### Estratto del documento
-=-=-=-=-
Singolare
e affascinante è l’avvitamento dell’“America” contro Trump. Dell’America che
conta cioè: media, affari, gruppi di comando politici. Roba da Svetonio, da
Plutarco, gli autori delle vite “contemporanee” dell’impero romano.
Il
desiderio di sbarazzarsi di Trump è stato istantaneo e generalizzato subito all’elezione.
Per tutti i due mesi prima del passaggio dei poteri. E dopo un periodo
brevissimo, non più di una diecina di giorni, dall’accesso – esaurite cioè le nomine.
Ma prima che Trump avesse cominciato a
governare effettivamente.
La
critica delle istituzioni è libertà. Indubbiamente. Ma l’unanimità è sospetta:
non è democratica. I tempi sono anche curiosi. Democrazia è accettare il voto
delle elezioni.
Contro
le elezioni si sono avuti esempi di rifiuto, anche in campo occidentale, anche
in Italia - basti pensare a Scalfaro. Ma sono golpe, seppure incruenti, e
perfino istituzionali. Non si chiudono le Camere appena elette. Non si manda un
presidente appena eletto sotto processo.
-=-=-=-=-
### Blocco dati
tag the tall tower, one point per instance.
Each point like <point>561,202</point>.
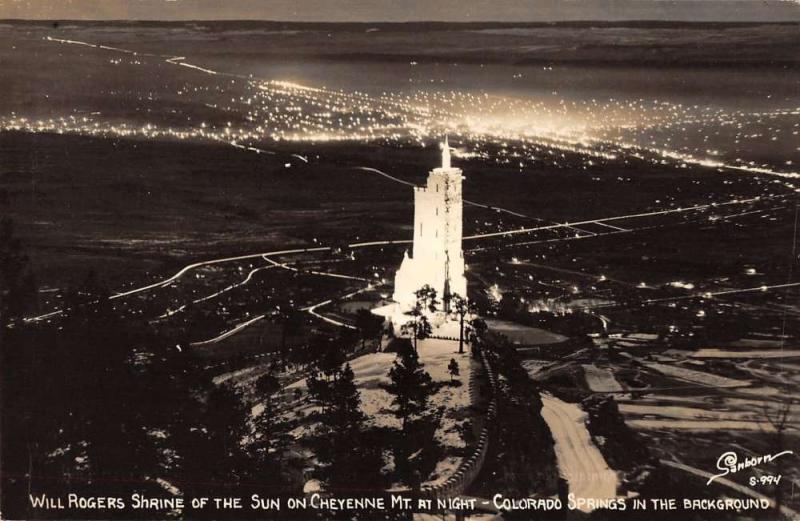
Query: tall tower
<point>437,258</point>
-=-=-=-=-
### Elenco dei compiti
(1) Riscrivi in forma più breve il paragrafo del testo sull'ostilità dell'America verso Trump che comincia con «Il desiderio di sbarazzarsi di Trump», mantenendone i fatti principali.
(2) Riprendi il testo sull'ostilità dell'America verso Trump e proseguilo a partire dalla sua ultima frase.

### Risposte per compito
(1) Il desiderio di liberarsi di Trump è stato immediato e generale fin dall'elezione. È durato per i due mesi precedenti il passaggio dei poteri. È ripreso dopo non più di una decina di giorni dall'insediamento, esaurite le nomine, prima ancora che Trump cominciasse davvero a governare.

(2)
Si
è criticato Trump prima del voto, e dopo, prima dell’insediamento, per i suoi
propositi. Per i suoi modi. Per la ricchezza, che potrebbe essere sospetta. Ma
allora tanto più Trump si penserebbe da accettare se è stato eletto contro questi
handicap.
L’opinione
pubblica è invece singolarmente acritica, e anzi elogiativa, con Obama. Un
presidente poco concludente sul piano interno
e catastrofico nei rapporti esterni. Con la Cina. Col radicalismo arabo. Con
l’Europa. Il presidente che ha esumato la guerra fredda.
Trump
vittima della sua xenofobia? Le sue misura anti-immigrazione sono state
cassate, ma l’America respira perché da alcuni mesi non ha più flussi di nuovi
immigrati.
La
Russia. È difficile capire che gli hacker russi abbiano potuto determinare l’esito
delle presidenziali, e nessuno lo spiega, delle tante polizie che dicono di
occuparsene. È difficile anche concepire una squadra di hacker russi comandati
da Putin: il web non si presta a una cavalcata, sia pure senza mezzi cingolati
e artiglierie pesanti.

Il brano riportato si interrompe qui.